Records provided |
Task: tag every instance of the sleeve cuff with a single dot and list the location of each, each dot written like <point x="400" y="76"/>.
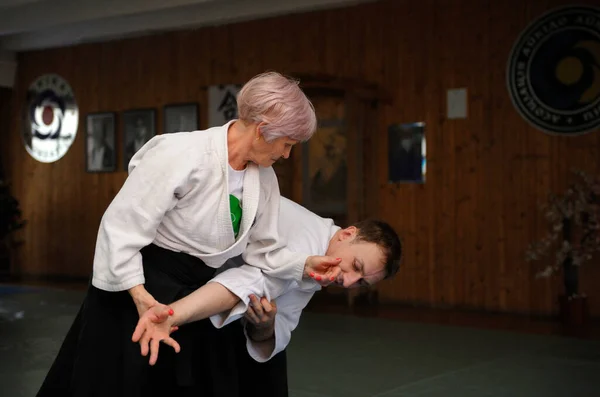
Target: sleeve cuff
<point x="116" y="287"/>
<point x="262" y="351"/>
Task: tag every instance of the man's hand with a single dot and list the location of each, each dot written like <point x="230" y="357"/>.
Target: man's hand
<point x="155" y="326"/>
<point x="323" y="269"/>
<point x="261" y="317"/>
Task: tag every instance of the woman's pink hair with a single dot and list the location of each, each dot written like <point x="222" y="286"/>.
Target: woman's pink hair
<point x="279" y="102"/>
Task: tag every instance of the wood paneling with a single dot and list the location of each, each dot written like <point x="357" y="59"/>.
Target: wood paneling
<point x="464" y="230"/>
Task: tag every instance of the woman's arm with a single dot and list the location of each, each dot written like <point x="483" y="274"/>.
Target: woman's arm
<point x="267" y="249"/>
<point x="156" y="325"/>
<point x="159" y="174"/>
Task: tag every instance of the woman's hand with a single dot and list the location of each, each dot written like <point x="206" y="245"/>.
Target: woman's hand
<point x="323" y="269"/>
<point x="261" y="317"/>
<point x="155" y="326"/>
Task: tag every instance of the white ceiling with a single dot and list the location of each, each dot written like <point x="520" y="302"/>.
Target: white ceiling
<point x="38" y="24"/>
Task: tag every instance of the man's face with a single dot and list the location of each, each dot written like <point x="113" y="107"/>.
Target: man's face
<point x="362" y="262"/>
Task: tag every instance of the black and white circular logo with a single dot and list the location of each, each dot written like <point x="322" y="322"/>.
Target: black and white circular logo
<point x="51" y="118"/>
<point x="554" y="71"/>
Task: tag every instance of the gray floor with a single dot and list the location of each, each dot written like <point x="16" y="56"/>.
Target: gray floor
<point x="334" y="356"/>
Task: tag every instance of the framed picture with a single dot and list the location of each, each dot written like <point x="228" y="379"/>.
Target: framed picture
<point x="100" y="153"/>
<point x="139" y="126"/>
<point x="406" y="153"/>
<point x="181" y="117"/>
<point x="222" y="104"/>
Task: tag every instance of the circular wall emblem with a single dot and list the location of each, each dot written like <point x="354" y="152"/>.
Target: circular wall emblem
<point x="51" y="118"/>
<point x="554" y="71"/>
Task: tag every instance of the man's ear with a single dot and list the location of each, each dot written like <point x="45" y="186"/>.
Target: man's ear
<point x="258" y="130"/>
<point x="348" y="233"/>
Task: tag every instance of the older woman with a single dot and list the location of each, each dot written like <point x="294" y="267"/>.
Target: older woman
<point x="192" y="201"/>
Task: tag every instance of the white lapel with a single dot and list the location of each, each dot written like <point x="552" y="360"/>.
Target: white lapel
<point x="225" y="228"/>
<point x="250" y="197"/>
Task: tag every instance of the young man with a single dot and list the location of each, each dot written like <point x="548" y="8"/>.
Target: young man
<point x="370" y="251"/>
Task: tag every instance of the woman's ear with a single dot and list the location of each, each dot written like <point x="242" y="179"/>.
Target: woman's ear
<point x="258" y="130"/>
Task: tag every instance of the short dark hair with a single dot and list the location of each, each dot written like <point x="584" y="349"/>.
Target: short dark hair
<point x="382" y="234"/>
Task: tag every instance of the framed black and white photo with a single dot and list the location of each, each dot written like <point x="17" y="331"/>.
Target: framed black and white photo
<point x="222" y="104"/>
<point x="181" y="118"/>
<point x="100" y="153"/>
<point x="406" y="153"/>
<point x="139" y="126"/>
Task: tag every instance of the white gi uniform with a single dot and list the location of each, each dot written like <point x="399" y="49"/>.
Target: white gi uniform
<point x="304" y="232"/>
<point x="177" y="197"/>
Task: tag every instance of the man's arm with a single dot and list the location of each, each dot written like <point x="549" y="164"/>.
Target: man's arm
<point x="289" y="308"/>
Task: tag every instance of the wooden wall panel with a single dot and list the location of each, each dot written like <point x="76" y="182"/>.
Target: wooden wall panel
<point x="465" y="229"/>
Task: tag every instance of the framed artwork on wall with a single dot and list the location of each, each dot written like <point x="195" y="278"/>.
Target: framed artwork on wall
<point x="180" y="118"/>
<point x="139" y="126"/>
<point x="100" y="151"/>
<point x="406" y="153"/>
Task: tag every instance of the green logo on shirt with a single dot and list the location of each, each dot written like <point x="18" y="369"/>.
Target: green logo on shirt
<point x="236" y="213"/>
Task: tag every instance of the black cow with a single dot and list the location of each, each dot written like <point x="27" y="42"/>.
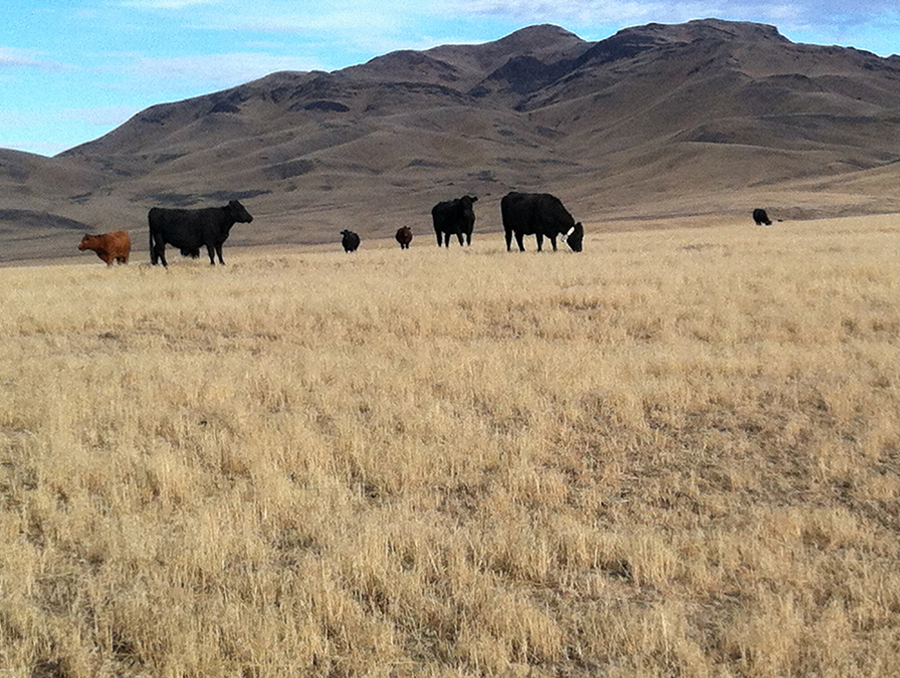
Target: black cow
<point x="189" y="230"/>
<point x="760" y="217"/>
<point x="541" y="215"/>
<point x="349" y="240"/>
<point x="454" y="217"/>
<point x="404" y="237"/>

Challenge |
Rewrite all the lines above, swapping "single dot" for "one marker" everywhere and changing nothing else. Leave the pictures out.

Result |
Task: tag every instance of the sleeve cuff with a one marker and list the location of each, each dot written like <point x="400" y="76"/>.
Target: sleeve cuff
<point x="116" y="287"/>
<point x="262" y="351"/>
Task: tag every instance of the man's hand with a one marker and list the location of each, each dot written like <point x="230" y="357"/>.
Target: man's hand
<point x="155" y="326"/>
<point x="323" y="269"/>
<point x="261" y="317"/>
Task: tag every instance of the woman's pink hair with a one marker and list the location of each, each dot written like <point x="222" y="286"/>.
Target: woman's pink hair
<point x="279" y="102"/>
Task: tag every instance of the wood paneling with a one marker and list the location of each, each dot written like <point x="357" y="59"/>.
Target: wood paneling
<point x="464" y="230"/>
Task: tag every instance of the woman's arm with a one marker and list the location of each, each dot written like <point x="483" y="274"/>.
Target: woman's arm
<point x="267" y="249"/>
<point x="156" y="325"/>
<point x="159" y="174"/>
Task: tag every instance of the woman's hand with a one marker and list the location of each, each dot written like <point x="206" y="245"/>.
Target: woman's hand
<point x="323" y="269"/>
<point x="261" y="317"/>
<point x="155" y="326"/>
Task: tag every instance of the white ceiling with a one marker and list the location of each, each dot written like <point x="520" y="302"/>.
Target: white ceiling
<point x="38" y="24"/>
Task: tag every instance of the man's face with a one marker and list the location of each, each dot written like <point x="113" y="107"/>.
Target: man's face
<point x="362" y="262"/>
Task: tag every instance of the black and white circular logo with a one marker and list the location of each, each dot written like <point x="322" y="322"/>.
Target: black and white circular logo
<point x="51" y="118"/>
<point x="554" y="71"/>
Task: tag every instance of the gray floor with a one marker and list the location of each, each dot written like <point x="16" y="56"/>.
Target: gray floor
<point x="334" y="356"/>
Task: tag every instance of the framed picture with a one marker and list the location of each, each dot written like <point x="228" y="379"/>.
Target: framed picture
<point x="100" y="153"/>
<point x="139" y="126"/>
<point x="406" y="153"/>
<point x="181" y="117"/>
<point x="222" y="104"/>
Task: tag every instance of the circular wall emblem with a one marker and list the location of each, each dot written like <point x="354" y="152"/>.
Target: circular wall emblem
<point x="51" y="118"/>
<point x="554" y="71"/>
Task: tag every instance of the man's ear with a one marker and list the location of each, each dot written like <point x="45" y="186"/>.
Target: man's ear
<point x="258" y="130"/>
<point x="348" y="233"/>
Task: tag every instance of the older woman with a one marker and list the location of each, each dot written like <point x="294" y="267"/>.
Target: older woman
<point x="192" y="201"/>
Task: tag every instance of the white lapel with a one marker and list the location of each, each dot written like <point x="552" y="360"/>.
Target: white lapel
<point x="225" y="228"/>
<point x="250" y="197"/>
Task: tag every instance of the young man with a one marker and list the location of each, each dot written like <point x="548" y="8"/>.
Target: young man
<point x="370" y="251"/>
Task: tag every instance of the woman's ear with a one marker and list the location of each, each dot written like <point x="242" y="179"/>.
Target: woman's ear
<point x="258" y="130"/>
Task: tag every instance of the short dark hair with a one marker and list the location of each, each dot written like <point x="584" y="349"/>.
Target: short dark hair
<point x="382" y="234"/>
Task: tag every instance of the framed black and white photo with a one marker and list the location of each, each dot written like <point x="17" y="331"/>.
Target: framed black and white photo
<point x="222" y="104"/>
<point x="181" y="118"/>
<point x="100" y="153"/>
<point x="406" y="153"/>
<point x="139" y="126"/>
Task: tag every instance of the white gi uniform with a one marker and list the location of each, each dot written like <point x="399" y="49"/>.
Target: white gi uniform
<point x="304" y="232"/>
<point x="177" y="197"/>
Task: tag every instance of the man's arm with a one marker and list the location of each, each dot written like <point x="549" y="164"/>.
Target: man's arm
<point x="289" y="308"/>
Task: tag every instance of the wooden wall panel with a one marker and list the location of each, each dot written like <point x="76" y="182"/>.
Target: wooden wall panel
<point x="465" y="229"/>
Task: tag every instance of the framed artwork on wall with a one marker and list the location of each, each dot written like <point x="195" y="278"/>.
Target: framed artwork on wall
<point x="180" y="118"/>
<point x="139" y="126"/>
<point x="100" y="151"/>
<point x="406" y="153"/>
Task: tag every instance of the green logo on shirt with a one marker and list the location of each, each dot written like <point x="18" y="369"/>.
Target: green logo on shirt
<point x="236" y="213"/>
Task: tag every instance of the black cow with a one marker and list the location of each, each dot written like <point x="27" y="42"/>.
Target: black cow
<point x="189" y="230"/>
<point x="760" y="217"/>
<point x="541" y="215"/>
<point x="349" y="240"/>
<point x="454" y="217"/>
<point x="404" y="237"/>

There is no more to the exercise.